Across the material below, how many lines contain the word "guardrail"? Give only the number.

....

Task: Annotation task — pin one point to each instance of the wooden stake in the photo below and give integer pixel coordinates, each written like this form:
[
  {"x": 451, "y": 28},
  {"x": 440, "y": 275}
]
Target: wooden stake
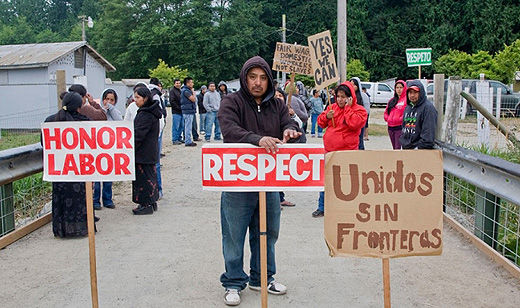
[
  {"x": 91, "y": 245},
  {"x": 263, "y": 247},
  {"x": 386, "y": 281},
  {"x": 328, "y": 104},
  {"x": 291, "y": 88}
]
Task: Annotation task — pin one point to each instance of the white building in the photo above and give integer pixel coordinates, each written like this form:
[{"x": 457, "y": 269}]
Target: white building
[{"x": 28, "y": 79}]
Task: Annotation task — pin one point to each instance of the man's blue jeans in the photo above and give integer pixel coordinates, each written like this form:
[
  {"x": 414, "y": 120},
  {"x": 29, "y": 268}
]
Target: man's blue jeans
[
  {"x": 211, "y": 119},
  {"x": 238, "y": 212},
  {"x": 188, "y": 126},
  {"x": 107, "y": 194},
  {"x": 158, "y": 165},
  {"x": 314, "y": 123},
  {"x": 177, "y": 126},
  {"x": 202, "y": 120}
]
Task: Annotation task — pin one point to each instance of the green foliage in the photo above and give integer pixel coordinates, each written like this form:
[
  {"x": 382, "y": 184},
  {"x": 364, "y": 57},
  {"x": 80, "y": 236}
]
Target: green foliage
[
  {"x": 167, "y": 74},
  {"x": 355, "y": 68}
]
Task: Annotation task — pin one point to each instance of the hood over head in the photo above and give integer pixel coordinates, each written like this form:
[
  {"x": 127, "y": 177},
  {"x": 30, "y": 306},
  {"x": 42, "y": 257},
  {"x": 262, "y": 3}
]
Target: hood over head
[
  {"x": 105, "y": 91},
  {"x": 350, "y": 86},
  {"x": 256, "y": 61},
  {"x": 405, "y": 88},
  {"x": 222, "y": 82},
  {"x": 417, "y": 85}
]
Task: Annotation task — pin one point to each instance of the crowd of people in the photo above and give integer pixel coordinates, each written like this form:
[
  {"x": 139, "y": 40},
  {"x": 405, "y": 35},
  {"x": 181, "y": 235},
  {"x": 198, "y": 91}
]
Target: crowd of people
[{"x": 262, "y": 113}]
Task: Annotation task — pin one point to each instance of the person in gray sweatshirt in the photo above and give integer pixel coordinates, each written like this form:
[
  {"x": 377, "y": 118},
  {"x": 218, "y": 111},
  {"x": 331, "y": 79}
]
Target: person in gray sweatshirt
[{"x": 211, "y": 102}]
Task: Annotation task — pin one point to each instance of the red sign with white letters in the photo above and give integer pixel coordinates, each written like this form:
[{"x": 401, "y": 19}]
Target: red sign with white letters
[{"x": 244, "y": 167}]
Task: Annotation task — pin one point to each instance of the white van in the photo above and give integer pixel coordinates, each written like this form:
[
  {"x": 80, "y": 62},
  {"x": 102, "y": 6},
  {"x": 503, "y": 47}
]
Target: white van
[{"x": 380, "y": 93}]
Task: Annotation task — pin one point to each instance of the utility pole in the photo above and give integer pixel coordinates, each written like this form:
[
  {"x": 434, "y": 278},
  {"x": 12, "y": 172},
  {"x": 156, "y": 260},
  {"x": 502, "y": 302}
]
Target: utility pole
[
  {"x": 284, "y": 76},
  {"x": 342, "y": 40}
]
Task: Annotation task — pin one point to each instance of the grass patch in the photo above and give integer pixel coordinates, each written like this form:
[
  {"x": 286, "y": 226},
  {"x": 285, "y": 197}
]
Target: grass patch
[{"x": 11, "y": 140}]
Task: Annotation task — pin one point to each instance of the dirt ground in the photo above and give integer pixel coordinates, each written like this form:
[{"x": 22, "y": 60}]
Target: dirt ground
[{"x": 174, "y": 258}]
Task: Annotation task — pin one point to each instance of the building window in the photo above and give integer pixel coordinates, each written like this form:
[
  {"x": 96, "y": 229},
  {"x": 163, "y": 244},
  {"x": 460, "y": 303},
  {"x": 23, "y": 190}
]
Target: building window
[{"x": 78, "y": 58}]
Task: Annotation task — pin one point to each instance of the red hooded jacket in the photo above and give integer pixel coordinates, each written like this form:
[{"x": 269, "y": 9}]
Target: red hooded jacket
[
  {"x": 395, "y": 118},
  {"x": 348, "y": 121}
]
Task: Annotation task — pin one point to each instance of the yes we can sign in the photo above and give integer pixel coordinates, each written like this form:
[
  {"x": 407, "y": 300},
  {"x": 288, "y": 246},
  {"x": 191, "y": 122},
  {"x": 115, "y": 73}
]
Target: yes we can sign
[
  {"x": 244, "y": 167},
  {"x": 88, "y": 151}
]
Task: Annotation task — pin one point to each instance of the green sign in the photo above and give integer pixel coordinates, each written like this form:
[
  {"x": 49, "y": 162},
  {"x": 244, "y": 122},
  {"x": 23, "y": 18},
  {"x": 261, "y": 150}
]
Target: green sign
[{"x": 419, "y": 56}]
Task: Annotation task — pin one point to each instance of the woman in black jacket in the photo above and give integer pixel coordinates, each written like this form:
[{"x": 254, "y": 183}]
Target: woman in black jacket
[
  {"x": 146, "y": 131},
  {"x": 69, "y": 208}
]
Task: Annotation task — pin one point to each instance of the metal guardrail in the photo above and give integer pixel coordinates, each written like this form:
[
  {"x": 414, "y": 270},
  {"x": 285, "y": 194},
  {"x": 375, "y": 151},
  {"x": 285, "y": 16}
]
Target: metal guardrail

....

Your response
2